Point-per-instance localization data
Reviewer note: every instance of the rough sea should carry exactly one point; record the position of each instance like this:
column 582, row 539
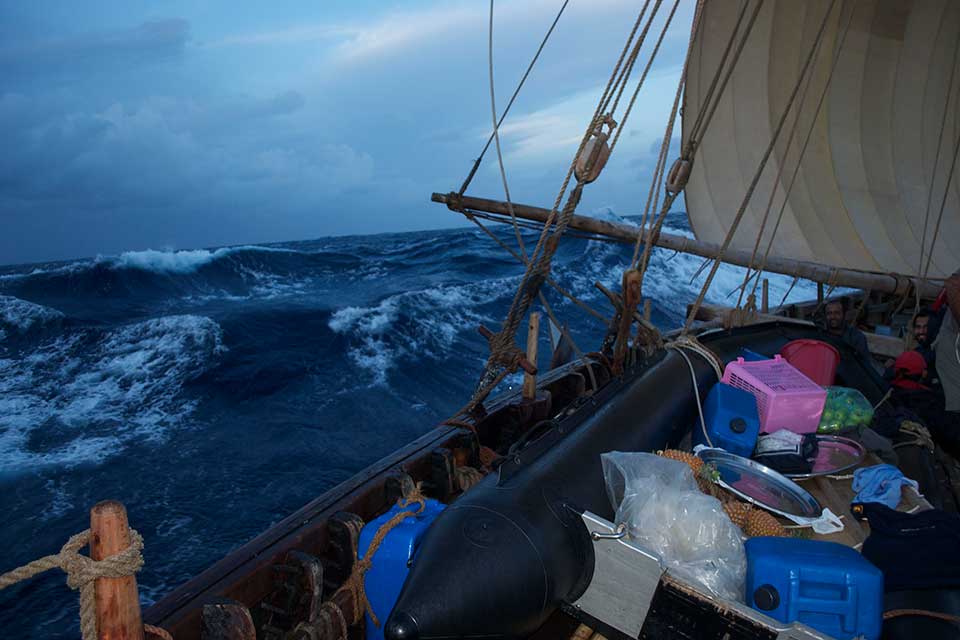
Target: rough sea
column 215, row 391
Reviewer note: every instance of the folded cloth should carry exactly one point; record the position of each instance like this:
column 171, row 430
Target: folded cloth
column 914, row 551
column 880, row 483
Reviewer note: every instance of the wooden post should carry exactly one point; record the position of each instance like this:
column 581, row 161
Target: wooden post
column 117, row 603
column 530, row 379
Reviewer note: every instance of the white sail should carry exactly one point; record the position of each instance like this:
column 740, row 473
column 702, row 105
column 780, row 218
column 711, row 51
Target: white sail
column 860, row 197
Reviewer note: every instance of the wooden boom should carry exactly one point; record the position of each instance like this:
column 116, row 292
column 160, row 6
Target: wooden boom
column 878, row 282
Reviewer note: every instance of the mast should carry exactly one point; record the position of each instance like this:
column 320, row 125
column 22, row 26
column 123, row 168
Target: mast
column 878, row 282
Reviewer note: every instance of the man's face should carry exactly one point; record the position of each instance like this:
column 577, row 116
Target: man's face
column 920, row 329
column 834, row 316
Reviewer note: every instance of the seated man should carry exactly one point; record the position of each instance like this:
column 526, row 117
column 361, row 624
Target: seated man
column 923, row 338
column 835, row 316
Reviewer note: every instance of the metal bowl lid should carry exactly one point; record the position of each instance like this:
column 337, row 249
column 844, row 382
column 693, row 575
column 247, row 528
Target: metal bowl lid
column 761, row 485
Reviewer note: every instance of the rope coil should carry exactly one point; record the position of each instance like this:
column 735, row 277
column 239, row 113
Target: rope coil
column 82, row 571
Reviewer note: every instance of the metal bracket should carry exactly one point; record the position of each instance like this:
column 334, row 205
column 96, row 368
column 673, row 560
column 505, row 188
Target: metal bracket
column 625, row 578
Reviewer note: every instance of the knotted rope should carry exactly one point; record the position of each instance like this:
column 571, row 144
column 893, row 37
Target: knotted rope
column 82, row 571
column 331, row 617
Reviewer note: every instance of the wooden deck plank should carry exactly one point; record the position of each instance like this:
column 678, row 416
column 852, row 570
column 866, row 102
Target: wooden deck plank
column 836, row 493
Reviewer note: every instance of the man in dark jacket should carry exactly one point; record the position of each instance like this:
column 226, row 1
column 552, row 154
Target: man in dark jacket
column 835, row 317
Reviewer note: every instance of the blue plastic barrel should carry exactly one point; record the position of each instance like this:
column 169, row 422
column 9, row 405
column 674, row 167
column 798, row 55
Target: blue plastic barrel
column 392, row 560
column 732, row 420
column 825, row 585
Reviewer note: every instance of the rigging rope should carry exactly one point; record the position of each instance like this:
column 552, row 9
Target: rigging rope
column 662, row 158
column 632, row 59
column 705, row 122
column 516, row 92
column 756, row 178
column 646, row 70
column 504, row 353
column 936, row 164
column 496, row 137
column 82, row 572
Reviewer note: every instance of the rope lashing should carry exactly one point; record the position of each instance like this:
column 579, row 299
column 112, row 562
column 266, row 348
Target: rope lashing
column 82, row 571
column 355, row 583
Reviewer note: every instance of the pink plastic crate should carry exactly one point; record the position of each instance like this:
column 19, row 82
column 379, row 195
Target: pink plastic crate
column 786, row 399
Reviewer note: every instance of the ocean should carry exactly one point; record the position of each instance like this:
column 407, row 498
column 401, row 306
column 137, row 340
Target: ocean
column 215, row 391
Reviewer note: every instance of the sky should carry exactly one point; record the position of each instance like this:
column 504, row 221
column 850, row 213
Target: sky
column 129, row 125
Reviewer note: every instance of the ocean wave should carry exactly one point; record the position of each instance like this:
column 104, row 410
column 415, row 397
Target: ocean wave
column 182, row 262
column 20, row 316
column 81, row 397
column 410, row 326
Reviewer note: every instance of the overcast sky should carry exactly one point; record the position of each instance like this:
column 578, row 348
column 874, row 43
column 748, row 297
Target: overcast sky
column 130, row 125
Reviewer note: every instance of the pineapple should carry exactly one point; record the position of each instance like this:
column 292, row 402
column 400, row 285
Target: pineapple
column 754, row 522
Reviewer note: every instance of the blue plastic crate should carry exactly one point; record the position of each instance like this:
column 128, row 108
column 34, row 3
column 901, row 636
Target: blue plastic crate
column 391, row 562
column 732, row 420
column 825, row 585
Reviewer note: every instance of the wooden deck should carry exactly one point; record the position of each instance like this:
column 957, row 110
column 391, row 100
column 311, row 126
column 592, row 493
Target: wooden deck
column 836, row 493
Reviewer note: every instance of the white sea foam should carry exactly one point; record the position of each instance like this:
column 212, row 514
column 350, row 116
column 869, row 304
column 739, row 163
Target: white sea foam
column 432, row 319
column 186, row 261
column 80, row 398
column 21, row 316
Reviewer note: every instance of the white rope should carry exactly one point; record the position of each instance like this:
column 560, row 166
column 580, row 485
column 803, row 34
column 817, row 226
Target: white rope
column 496, row 137
column 691, row 343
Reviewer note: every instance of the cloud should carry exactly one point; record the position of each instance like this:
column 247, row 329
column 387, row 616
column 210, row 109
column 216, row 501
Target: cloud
column 156, row 39
column 157, row 153
column 285, row 36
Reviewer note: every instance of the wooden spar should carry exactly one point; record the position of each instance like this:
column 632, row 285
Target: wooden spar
column 117, row 603
column 882, row 282
column 530, row 379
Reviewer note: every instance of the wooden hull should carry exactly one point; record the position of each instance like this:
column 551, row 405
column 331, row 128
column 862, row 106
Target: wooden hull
column 322, row 529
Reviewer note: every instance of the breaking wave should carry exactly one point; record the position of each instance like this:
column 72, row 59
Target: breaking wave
column 217, row 390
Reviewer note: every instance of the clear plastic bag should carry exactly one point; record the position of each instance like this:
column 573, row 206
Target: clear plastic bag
column 664, row 511
column 844, row 410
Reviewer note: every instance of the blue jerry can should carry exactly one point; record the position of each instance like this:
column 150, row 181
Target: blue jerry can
column 732, row 420
column 391, row 562
column 825, row 585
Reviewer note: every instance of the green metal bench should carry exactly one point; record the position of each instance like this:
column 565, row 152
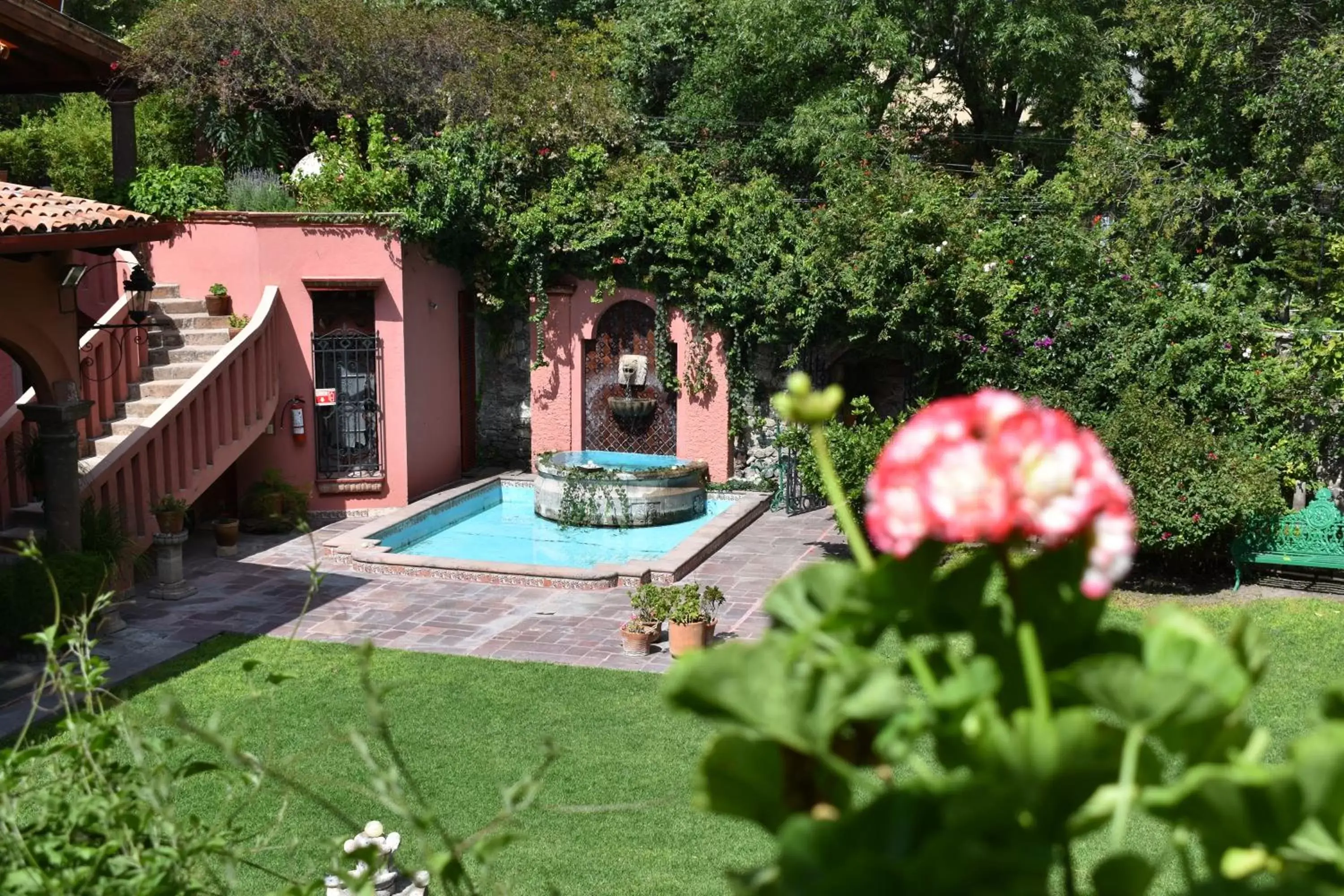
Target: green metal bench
column 1310, row 538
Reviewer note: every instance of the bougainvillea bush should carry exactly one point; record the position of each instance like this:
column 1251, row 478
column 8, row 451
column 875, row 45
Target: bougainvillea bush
column 1012, row 723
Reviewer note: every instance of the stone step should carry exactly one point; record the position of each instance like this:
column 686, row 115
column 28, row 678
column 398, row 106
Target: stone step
column 187, row 354
column 156, row 389
column 191, row 322
column 175, row 371
column 105, row 445
column 139, row 409
column 178, row 339
column 124, row 426
column 174, row 307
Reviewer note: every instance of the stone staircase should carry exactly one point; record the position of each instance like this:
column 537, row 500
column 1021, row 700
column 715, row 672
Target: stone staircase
column 182, row 339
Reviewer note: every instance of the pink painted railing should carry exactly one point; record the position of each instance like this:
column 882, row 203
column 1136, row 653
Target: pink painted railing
column 109, row 363
column 14, row 482
column 189, row 441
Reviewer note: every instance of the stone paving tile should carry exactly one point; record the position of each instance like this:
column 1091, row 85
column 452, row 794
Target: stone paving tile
column 264, row 590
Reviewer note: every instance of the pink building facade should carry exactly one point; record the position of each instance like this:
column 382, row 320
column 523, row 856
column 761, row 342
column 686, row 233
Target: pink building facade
column 581, row 340
column 340, row 284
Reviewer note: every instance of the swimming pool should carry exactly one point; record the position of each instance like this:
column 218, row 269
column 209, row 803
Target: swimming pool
column 488, row 531
column 500, row 526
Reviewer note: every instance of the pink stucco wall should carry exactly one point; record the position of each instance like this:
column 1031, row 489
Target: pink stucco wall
column 435, row 449
column 249, row 252
column 558, row 421
column 101, row 285
column 10, row 381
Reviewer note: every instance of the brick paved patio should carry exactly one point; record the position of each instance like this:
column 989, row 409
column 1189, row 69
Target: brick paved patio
column 263, row 591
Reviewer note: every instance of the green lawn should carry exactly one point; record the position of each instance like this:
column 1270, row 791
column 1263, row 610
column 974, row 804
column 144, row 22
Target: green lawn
column 471, row 726
column 467, row 728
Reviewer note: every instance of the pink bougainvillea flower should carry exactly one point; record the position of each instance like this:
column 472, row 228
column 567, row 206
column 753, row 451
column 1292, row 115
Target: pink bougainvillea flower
column 992, row 468
column 1111, row 551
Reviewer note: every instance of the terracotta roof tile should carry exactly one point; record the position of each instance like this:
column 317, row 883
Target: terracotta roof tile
column 33, row 210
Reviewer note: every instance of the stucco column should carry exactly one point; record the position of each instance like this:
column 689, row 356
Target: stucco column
column 123, row 136
column 60, row 441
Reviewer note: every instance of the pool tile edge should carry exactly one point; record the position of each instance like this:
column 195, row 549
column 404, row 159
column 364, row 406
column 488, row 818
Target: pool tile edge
column 366, row 554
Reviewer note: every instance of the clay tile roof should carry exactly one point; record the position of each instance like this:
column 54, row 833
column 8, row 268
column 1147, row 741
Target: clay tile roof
column 33, row 210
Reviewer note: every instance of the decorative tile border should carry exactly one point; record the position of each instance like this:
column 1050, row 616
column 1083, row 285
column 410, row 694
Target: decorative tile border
column 367, row 554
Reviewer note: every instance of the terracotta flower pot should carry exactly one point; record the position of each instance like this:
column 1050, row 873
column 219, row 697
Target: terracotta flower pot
column 226, row 532
column 218, row 306
column 170, row 523
column 635, row 644
column 686, row 637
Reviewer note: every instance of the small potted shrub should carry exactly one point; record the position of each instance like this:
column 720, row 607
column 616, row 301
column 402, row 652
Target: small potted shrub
column 635, row 637
column 686, row 622
column 273, row 505
column 652, row 603
column 170, row 512
column 711, row 602
column 226, row 532
column 218, row 303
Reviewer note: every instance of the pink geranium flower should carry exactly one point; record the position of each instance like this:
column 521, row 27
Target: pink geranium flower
column 991, row 468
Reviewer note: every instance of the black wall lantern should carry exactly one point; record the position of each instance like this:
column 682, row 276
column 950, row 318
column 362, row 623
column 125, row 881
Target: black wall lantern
column 139, row 287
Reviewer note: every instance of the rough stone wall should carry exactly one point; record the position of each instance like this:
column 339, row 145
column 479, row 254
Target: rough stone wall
column 756, row 454
column 504, row 389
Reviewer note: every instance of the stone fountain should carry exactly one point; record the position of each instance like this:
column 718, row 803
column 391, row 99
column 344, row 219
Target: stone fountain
column 632, row 373
column 388, row 880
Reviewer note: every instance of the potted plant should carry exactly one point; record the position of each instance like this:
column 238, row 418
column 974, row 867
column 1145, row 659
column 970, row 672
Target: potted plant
column 226, row 532
column 635, row 637
column 273, row 505
column 170, row 512
column 652, row 603
column 686, row 622
column 217, row 303
column 711, row 603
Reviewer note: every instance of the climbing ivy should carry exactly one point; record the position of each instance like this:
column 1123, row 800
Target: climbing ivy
column 589, row 496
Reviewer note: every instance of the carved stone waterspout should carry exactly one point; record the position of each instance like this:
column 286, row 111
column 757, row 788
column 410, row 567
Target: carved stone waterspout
column 388, row 880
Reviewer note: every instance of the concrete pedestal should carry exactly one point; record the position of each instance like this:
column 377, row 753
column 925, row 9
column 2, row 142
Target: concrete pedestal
column 171, row 583
column 60, row 441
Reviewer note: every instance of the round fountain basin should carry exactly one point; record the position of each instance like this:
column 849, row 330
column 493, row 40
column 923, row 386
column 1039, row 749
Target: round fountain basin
column 620, row 489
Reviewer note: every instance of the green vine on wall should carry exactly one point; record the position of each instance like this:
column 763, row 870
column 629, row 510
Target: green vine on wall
column 699, row 374
column 589, row 496
column 663, row 347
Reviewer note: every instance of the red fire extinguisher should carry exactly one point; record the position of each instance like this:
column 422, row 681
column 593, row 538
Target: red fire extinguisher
column 296, row 420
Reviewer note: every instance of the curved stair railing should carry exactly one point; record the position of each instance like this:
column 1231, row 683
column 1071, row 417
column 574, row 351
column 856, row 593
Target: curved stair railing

#### [Assigned task]
Among the records above, a stretch begins at the line containing "column 1083, row 285" and ends at the line containing "column 362, row 623". Restate that stretch word for word, and nothing else.

#### [Response to this task]
column 1083, row 285
column 410, row 694
Target: decorative tile border
column 367, row 554
Reviewer note: every instance of the terracotta flower pot should carry exactly one point; record the position of each instance like this:
column 1050, row 873
column 219, row 697
Target: terracotta flower pot
column 226, row 532
column 218, row 306
column 170, row 523
column 635, row 644
column 686, row 637
Reviewer note: every instance of the small potted shrub should carry exactly one point; record the position of each instance like this:
column 720, row 607
column 616, row 301
column 402, row 652
Target: small potted shrub
column 635, row 637
column 686, row 622
column 273, row 505
column 652, row 603
column 170, row 512
column 711, row 602
column 226, row 532
column 218, row 303
Reviewer note: every instance of the pink geranium flower should carry exactly one point; record the position of each instance like this:
column 521, row 27
Target: pink geranium flower
column 991, row 468
Reviewer note: every instance of the black wall lantern should carry exactly one point; record the position of each instance like this:
column 682, row 276
column 950, row 318
column 362, row 623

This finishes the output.